Exercise goal >> Rewrite all of the records below with every "Annotation task" changed to "Labeling task" and nothing else altered. Leave the pictures out.

Given records >>
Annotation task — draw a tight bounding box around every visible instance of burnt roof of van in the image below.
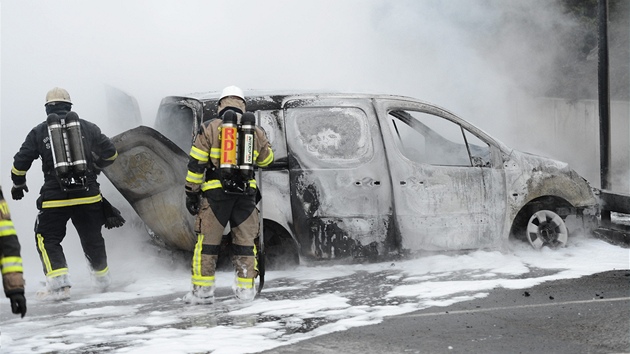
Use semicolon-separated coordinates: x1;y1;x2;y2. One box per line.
162;90;417;111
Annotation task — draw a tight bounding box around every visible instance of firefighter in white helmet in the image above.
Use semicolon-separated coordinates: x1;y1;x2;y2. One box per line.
184;86;273;304
11;87;124;300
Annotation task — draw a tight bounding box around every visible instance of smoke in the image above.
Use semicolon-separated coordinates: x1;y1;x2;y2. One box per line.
0;0;604;284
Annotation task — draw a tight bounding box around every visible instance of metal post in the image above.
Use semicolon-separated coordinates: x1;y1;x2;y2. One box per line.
597;0;610;221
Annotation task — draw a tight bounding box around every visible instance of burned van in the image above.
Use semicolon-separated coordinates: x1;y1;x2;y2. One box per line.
105;94;599;262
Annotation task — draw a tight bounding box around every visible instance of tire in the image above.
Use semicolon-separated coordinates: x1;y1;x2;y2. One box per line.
264;222;300;269
526;210;569;249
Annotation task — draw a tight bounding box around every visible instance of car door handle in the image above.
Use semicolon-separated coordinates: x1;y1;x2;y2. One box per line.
354;178;381;187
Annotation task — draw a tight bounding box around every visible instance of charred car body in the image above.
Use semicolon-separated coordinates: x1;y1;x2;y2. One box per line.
105;94;599;262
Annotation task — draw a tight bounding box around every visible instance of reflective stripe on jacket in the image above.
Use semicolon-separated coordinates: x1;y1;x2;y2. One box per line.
186;115;273;192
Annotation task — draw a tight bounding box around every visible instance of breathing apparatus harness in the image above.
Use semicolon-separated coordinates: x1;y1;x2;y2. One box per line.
219;110;256;195
46;111;88;192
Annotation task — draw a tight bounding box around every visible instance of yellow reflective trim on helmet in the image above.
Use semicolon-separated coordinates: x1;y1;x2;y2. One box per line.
42;194;103;209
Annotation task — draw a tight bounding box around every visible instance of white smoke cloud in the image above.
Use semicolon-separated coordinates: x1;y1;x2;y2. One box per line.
0;0;588;284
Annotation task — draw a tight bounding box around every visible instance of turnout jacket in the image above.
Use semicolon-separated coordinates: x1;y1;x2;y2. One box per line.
0;187;24;297
11;112;118;208
185;114;273;193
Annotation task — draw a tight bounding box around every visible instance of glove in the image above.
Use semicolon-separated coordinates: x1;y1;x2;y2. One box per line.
103;198;125;229
9;293;26;317
186;192;201;215
11;183;28;200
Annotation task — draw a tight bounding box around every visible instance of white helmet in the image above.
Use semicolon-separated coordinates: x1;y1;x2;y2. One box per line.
44;87;72;105
219;86;245;101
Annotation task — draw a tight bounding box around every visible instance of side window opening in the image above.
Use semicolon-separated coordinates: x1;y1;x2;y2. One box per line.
285;107;374;168
389;110;490;167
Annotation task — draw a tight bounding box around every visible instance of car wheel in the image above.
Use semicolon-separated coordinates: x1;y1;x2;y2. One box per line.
527;210;569;249
264;222;300;269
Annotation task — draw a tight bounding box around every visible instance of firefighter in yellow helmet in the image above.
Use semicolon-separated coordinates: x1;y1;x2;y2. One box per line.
11;87;124;300
0;187;26;317
184;86;273;304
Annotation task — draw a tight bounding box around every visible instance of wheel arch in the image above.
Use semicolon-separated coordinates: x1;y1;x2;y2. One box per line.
509;195;576;241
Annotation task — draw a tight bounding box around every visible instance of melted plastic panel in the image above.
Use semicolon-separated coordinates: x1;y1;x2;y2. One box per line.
104;126;196;250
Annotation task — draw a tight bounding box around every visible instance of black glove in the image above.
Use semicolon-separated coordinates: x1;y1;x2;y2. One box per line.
11;183;28;200
9;292;26;317
186;192;201;215
103;198;125;229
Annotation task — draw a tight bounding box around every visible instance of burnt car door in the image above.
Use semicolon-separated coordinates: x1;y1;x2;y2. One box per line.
376;100;506;250
284;99;395;259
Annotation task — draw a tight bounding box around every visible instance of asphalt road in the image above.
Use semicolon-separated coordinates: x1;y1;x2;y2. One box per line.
264;270;630;354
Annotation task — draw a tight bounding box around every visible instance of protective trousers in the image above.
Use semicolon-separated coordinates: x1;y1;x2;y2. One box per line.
35;202;107;278
192;188;260;289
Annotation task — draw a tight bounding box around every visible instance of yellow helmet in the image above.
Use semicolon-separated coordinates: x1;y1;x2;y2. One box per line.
44;87;72;105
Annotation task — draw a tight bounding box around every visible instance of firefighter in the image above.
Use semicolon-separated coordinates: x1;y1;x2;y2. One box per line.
0;187;26;317
184;86;273;304
11;87;124;299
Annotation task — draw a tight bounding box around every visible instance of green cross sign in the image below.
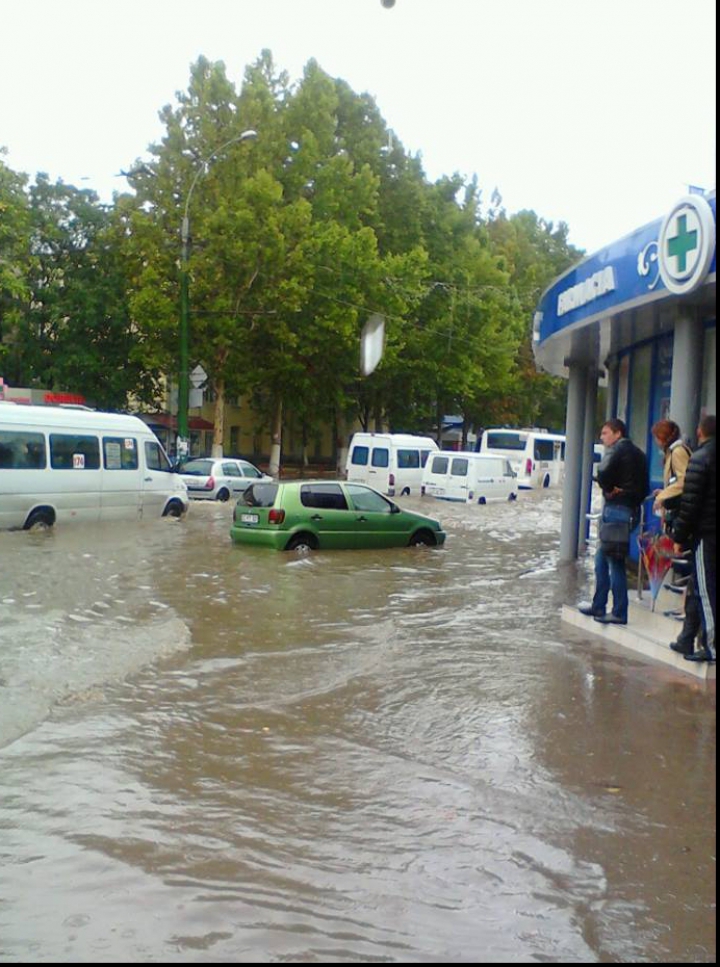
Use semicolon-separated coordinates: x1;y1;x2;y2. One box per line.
668;215;698;272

Answer to this task >>
Labeling task — draw a tight bounding box around every visible instance of burnt roof of van in the image below.
Use semicolon-separated coordinates: x1;y1;x2;y2. One box per line.
162;90;417;111
Labeling task — draw a tight bounding box around every visible instance of firefighter in white helmet in the image above.
Use semicolon-separated coordinates: x1;y1;x2;y2. One box per line.
184;86;273;304
11;87;124;300
Labeling task — draw a tight bounding box around every visible instance of smoke in the image above.
Use semicolon-separated coordinates: x1;y1;x2;y2. One box per line.
0;0;604;284
Labeling task — draw a tight bounding box around every visible instance of metal post in the image above.
Use semicolon-separated coordinates: x1;y1;x2;y2. One box per line.
597;0;610;221
Labeling task — draw a tight bounding box around every visible instance of burned van in the image above.
Use semicolon-separated coordinates: x1;y1;x2;y2. One box per line.
105;94;599;262
Labeling task — draw a tight bounding box around every visible instance of tire in the image above.
Use semicolon-separated coordinates: x1;y1;x2;y2. One box per line.
264;222;300;269
526;210;569;249
Labeling task — draw a tight bounding box around every visible instance of car door handle in the image above.
Use semicolon-separated coordinates: x1;y1;x2;y2. One box per line.
354;178;381;187
Labeling task — draw a tight bounding box around every visible instance of charred car body in the image above.
Use semicolon-separated coordinates: x1;y1;x2;y2. One box per line.
105;94;599;262
Labeling task — draw a tight bounding box around every visible instance of reflective stripe on jacket in the image above.
Use semicolon-separated coordinates: x1;y1;x2;y2. One box per line.
186;115;273;192
Labeling task — draw a tight bounding box around every visible instance of breathing apparatus harness in the image above.
Use semicolon-separated coordinates: x1;y1;x2;y2. One box per line.
219;110;256;195
46;111;88;192
Labeling task — draw a tight bounding box around every visible instance of yellow reflective trim on helmet in the image above.
Use semicolon-separated coordinates: x1;y1;x2;y2. One box per line.
42;194;103;209
Labeling task — draw a tight bounding box around every visible instance of white smoke cloud in the image above.
Use semicolon-separated coordinates: x1;y1;x2;y2. One box per line.
0;0;588;284
Labeling task — draw a tight bounding box around every visible instance of turnout jacket in the image above.
Use semicolon-separated coordinates: x1;y1;x2;y2. One box per line.
0;187;24;297
11;112;118;208
185;114;273;193
Labeling task — draw a tight bounding box around every visible instance of glove in the image above.
Use semicolon-separated coordinates: x1;y1;x2;y2. One box per line.
103;198;125;229
9;293;26;317
186;192;201;215
11;183;28;200
Labeling task — draw a tight bounding box around every visible instance of white helmet in the image above.
Use semicolon-separated coordinates: x1;y1;x2;y2. One box per line.
44;87;72;105
219;86;245;101
Labeling task — draw a tight bounding box around every visible instance of side window opening in the image above.
Use semicolon-separated coordinates: x1;y1;x2;y2. One box per line.
285;107;374;168
389;110;490;167
Labeling task — draw a tight bounding box around every visible instance of car wheel in the image above.
Use semicolon-separated coordinates: x1;y1;x2;y2. One box per line.
527;210;569;249
264;222;300;269
Labeling task — draw a tight bounding box around every visible instance of firefighter in yellow helmet in the image above.
Use semicolon-separated coordinates: x1;y1;x2;y2. One box per line.
11;87;124;300
0;187;26;317
184;86;273;304
Labeling task — draw a tight bounding box around every visible instance of wheel arch in the image above.
Use semicolon-separated coordinates: x1;y1;x2;y2. One box per line.
509;195;576;241
Labeling task — draw a tight bounding box around every visible instance of melted plastic panel in the image above.
Use semicolon-separated coordinates: x1;y1;x2;y2. One box per line.
104;126;196;250
Labeling task — draw a tight bounding box around every visible instance of black glove in the image above.
Use semicolon-separated coordinates: x1;y1;x2;y2. One box per line.
11;183;28;200
9;292;26;317
186;192;201;215
103;198;125;229
Labeling task — draw a tight bounding box around every visible instance of burnt car door in the image above.
Use semicolon-separated coordinates: x1;y1;x2;y2. One box per line.
376;100;506;250
284;99;395;259
Labeling task — draw a tight bounding box around every visible instance of asphalt road in the image above.
Use semicolon-separated coordinates: x1;y1;x2;y2. One box per line.
264;270;630;354
Labeling task — draw a tight bounding box around every visible instance of protective trousers in the image above.
Use semicolon-separated coordinates: x1;y1;x2;y2. One box per line.
35;202;107;278
192;188;260;289
Labeling task — draw a tight bounding box around every visible instance of yellow helmet in the image above.
Use semicolon-separated coordinates: x1;y1;x2;y2. One box per line.
44;87;72;105
Labeling task — draw a tight bounding box around every visible instance of firefighter in the image above.
Use semicolon-separated coordinates: x1;y1;x2;y2. One box per line.
0;187;26;317
184;86;273;304
11;87;124;299
Labeling task — draw a tight bounding box around every visible instance of green cross sign in the image below.
Use semicolon-separated coordinates: x1;y1;x2;y2. One box per line.
668;215;698;272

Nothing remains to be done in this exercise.